[Dataset items]
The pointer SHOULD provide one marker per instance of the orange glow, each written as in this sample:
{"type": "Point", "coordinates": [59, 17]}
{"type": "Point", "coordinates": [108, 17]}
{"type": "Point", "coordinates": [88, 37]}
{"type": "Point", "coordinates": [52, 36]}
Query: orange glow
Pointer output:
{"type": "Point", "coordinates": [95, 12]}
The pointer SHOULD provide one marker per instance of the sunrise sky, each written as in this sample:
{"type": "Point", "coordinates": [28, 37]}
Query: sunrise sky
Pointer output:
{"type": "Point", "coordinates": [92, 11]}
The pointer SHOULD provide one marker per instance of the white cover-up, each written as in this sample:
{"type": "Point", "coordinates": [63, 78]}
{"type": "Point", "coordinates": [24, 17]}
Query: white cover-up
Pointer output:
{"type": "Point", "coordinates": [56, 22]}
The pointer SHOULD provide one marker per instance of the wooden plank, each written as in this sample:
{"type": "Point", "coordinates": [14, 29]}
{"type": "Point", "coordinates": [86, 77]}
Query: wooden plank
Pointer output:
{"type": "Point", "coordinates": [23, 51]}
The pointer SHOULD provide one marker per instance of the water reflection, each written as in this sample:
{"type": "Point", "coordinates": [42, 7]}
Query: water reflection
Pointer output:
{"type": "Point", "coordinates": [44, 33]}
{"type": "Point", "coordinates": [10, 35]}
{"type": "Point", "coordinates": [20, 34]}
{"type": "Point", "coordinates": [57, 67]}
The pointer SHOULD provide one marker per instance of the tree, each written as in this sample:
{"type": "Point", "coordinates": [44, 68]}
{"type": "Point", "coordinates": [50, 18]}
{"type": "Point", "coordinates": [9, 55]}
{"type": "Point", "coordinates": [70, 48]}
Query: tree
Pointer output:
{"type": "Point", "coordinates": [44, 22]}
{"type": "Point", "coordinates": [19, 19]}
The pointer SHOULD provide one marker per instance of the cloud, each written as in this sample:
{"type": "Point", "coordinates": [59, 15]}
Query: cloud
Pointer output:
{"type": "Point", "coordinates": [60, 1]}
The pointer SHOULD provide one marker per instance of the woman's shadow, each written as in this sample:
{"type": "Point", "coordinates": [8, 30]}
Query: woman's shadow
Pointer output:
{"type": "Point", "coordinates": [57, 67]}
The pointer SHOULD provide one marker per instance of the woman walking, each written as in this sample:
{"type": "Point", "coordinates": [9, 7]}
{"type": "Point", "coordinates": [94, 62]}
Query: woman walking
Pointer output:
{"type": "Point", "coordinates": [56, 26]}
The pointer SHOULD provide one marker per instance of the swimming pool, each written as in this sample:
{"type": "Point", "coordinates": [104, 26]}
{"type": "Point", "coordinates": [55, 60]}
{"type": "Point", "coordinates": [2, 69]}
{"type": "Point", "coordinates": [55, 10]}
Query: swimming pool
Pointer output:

■ **EXERCISE**: All of the entries must be quoted exactly; please include each one.

■ **REPLY TO THE EXERCISE**:
The pointer SHOULD provide one marker per instance of the orange glow, each written as in this sample:
{"type": "Point", "coordinates": [59, 17]}
{"type": "Point", "coordinates": [108, 17]}
{"type": "Point", "coordinates": [88, 37]}
{"type": "Point", "coordinates": [52, 36]}
Query: orange glow
Pointer output:
{"type": "Point", "coordinates": [95, 12]}
The pointer SHOULD provide one marker per instance of the sunrise sky, each written as in this sample:
{"type": "Point", "coordinates": [28, 37]}
Query: sunrise sky
Pointer output:
{"type": "Point", "coordinates": [92, 11]}
The pointer SHOULD provide one marker per instance of the white cover-up, each written as in this sample:
{"type": "Point", "coordinates": [63, 78]}
{"type": "Point", "coordinates": [24, 17]}
Query: white cover-up
Pointer output:
{"type": "Point", "coordinates": [56, 22]}
The pointer SHOULD provide one marker per instance of the wooden plank, each written as in this sample:
{"type": "Point", "coordinates": [14, 29]}
{"type": "Point", "coordinates": [86, 77]}
Query: wooden plank
Pointer output:
{"type": "Point", "coordinates": [23, 51]}
The pointer SHOULD provide one marker per instance of the water reflection, each written as in this sample:
{"type": "Point", "coordinates": [42, 7]}
Query: water reflection
Pointer output:
{"type": "Point", "coordinates": [44, 33]}
{"type": "Point", "coordinates": [10, 35]}
{"type": "Point", "coordinates": [20, 34]}
{"type": "Point", "coordinates": [57, 67]}
The pointer SHOULD provide one marker per instance of the tree, each written as in this sample:
{"type": "Point", "coordinates": [44, 68]}
{"type": "Point", "coordinates": [50, 18]}
{"type": "Point", "coordinates": [9, 55]}
{"type": "Point", "coordinates": [70, 48]}
Query: tree
Pointer output:
{"type": "Point", "coordinates": [44, 22]}
{"type": "Point", "coordinates": [19, 19]}
The pointer SHOULD provide one marker per instance of the cloud, each written as in this sample:
{"type": "Point", "coordinates": [59, 15]}
Query: cloud
Pointer output:
{"type": "Point", "coordinates": [60, 1]}
The pointer SHOULD provide one marker per instance of the woman's shadow, each written as in this sample:
{"type": "Point", "coordinates": [8, 30]}
Query: woman's shadow
Pointer output:
{"type": "Point", "coordinates": [57, 67]}
The pointer SHOULD provide one marker per instance of the woman walking, each written as in this sample:
{"type": "Point", "coordinates": [9, 7]}
{"type": "Point", "coordinates": [94, 62]}
Query: woman walking
Pointer output:
{"type": "Point", "coordinates": [56, 26]}
The pointer SHOULD provide one marker per instance of the swimming pool, each written as in this sample:
{"type": "Point", "coordinates": [104, 26]}
{"type": "Point", "coordinates": [55, 60]}
{"type": "Point", "coordinates": [2, 69]}
{"type": "Point", "coordinates": [55, 10]}
Query: swimming pool
Pointer output:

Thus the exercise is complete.